#### Extracted text:
.....
Trump praises Syria’s ‘tough-guy’ leader after White House visit

Within this framework, the basketball court is both a visual and political code. A shared game with American officers – along with the leaders’ visible ease and openness – serves as a message of readiness for a new kind of dialogue. Not the ritualized rhetoric of “resistance” or the “axis of resistance,” but a display of confidence, manageability, and predictability.

The decision to send a high-level delegation to Moscow immediately after al-Sharaa’s Washington visit was also a deliberate signal that Damascus is trying to build a system of balance. The revival of trade, economic, and defense ties with Russia is meant to underscore that the new Syria is not severing its old connections, but rather seeking to make them more rational and pragmatic, to cleanse them of the toxicity inherited from civil war and internal repression.

The parallel rapprochement with Washington serves a different, yet complementary purpose: to legitimize the new Syrian government within the Western political sphere and integrate it into coalition and sanctions frameworks. Equally important, Washington itself – by extending or lifting sanctions exemptions – becomes part of a process in which Syria’s stability is no longer viewed as an incidental outcome, but as an intentional political objective.
.....
#### Recorded data:
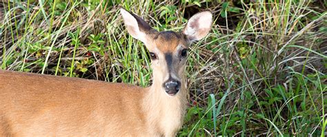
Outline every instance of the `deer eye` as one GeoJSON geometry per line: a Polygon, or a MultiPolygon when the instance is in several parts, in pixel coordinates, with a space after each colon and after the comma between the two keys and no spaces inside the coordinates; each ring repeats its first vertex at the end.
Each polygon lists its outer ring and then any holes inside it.
{"type": "Polygon", "coordinates": [[[187,55],[188,55],[188,49],[183,49],[181,52],[181,56],[186,57],[187,55]]]}
{"type": "Polygon", "coordinates": [[[157,55],[153,52],[150,52],[150,58],[151,60],[156,60],[157,59],[157,55]]]}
.....
#### Tasks and exercises:
**1.** According to the article on Syria's outreach to Washington and Moscow, where did Damascus send a high-level delegation immediately after al-Sharaa's Washington visit?
**2.** Continue the article on Syria's outreach to Washington and Moscow from its final sentence.

#### Activity answers:
**1.** To Moscow.

**2.**
Al-Sharaa’s Washington visit has become one of the most remarkable developments in the Middle East in recent years. It marked the first official visit of a Syrian head of state to the White House in modern history – and although it unfolded without the usual ceremonial pomp, its political significance was enormous.

The context of the visit was complex. After years of civil war, foreign interventions, and sanctions, Syria had been left in a state of fragmented sovereignty. For Washington, meanwhile, al-Sharaa’s arrival offered an opportunity to restore its strategic foothold in a region from which the US had largely withdrawn after 2019. During his second term, President Donald Trump has prioritized targeted deals and personalized diplomacy over large-scale military campaigns – direct arrangements with regional leaders capable of delivering concrete benefits to the US. The Syrian track has thus become a testing ground for this new model.

The format of the visit itself carried symbolic weight. The Syrian president entered the White House through a side entrance rather than the traditional front door – a deliberate gesture, signaling that the US is not yet ready for full “normalization” with Damascus, preferring to retain control over the process. Nevertheless, the Oval Office meeting with Trump, attended by Turkish Foreign Minister Hakan Fidan, represented a political breakthrough. Fidan’s presence clearly indicated that Washington, Ankara, and the new Damascus are attempting to jointly reshape the Syrian agenda – above all, to resolve the Kurdish issue in a way that does not compromise Türkiye’s interests.

For Ankara, the key objective remains the dismantling of the military and political infrastructure of the Syrian Democratic Forces (SDF), which it views as an extension of the Kurdistan Workers’ Party (PKK). For the United States, the priority is to preserve its influence in eastern Syria – no longer through Kurdish autonomy, but through agreements with the new central government.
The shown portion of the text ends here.